Приведите полностью все строки ниже, в которых есть слово «Target».

Фрагменты данных »
▼

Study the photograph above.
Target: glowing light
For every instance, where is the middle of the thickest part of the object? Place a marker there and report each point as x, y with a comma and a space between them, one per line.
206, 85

▲
▼

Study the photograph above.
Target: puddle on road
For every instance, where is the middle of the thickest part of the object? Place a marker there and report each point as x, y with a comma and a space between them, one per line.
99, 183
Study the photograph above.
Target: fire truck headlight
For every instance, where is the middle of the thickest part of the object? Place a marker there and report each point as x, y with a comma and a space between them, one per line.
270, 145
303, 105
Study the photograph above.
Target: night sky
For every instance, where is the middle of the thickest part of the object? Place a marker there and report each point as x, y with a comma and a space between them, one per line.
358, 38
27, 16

▲
▼

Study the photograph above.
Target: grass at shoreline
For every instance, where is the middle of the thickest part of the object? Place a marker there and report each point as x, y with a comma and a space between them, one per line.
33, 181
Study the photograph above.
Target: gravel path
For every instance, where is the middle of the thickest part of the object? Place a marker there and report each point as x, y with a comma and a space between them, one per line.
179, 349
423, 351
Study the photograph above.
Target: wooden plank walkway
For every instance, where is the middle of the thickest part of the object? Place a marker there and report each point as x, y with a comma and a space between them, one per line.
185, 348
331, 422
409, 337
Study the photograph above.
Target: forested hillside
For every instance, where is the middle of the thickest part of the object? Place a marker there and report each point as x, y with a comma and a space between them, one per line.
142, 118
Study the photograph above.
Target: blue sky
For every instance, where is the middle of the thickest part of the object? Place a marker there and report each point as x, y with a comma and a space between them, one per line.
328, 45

▲

Ответ на задание »
Target: glowing light
Target: puddle on road
Target: fire truck headlight
Target: night sky
Target: grass at shoreline
Target: gravel path
Target: wooden plank walkway
Target: forested hillside
Target: blue sky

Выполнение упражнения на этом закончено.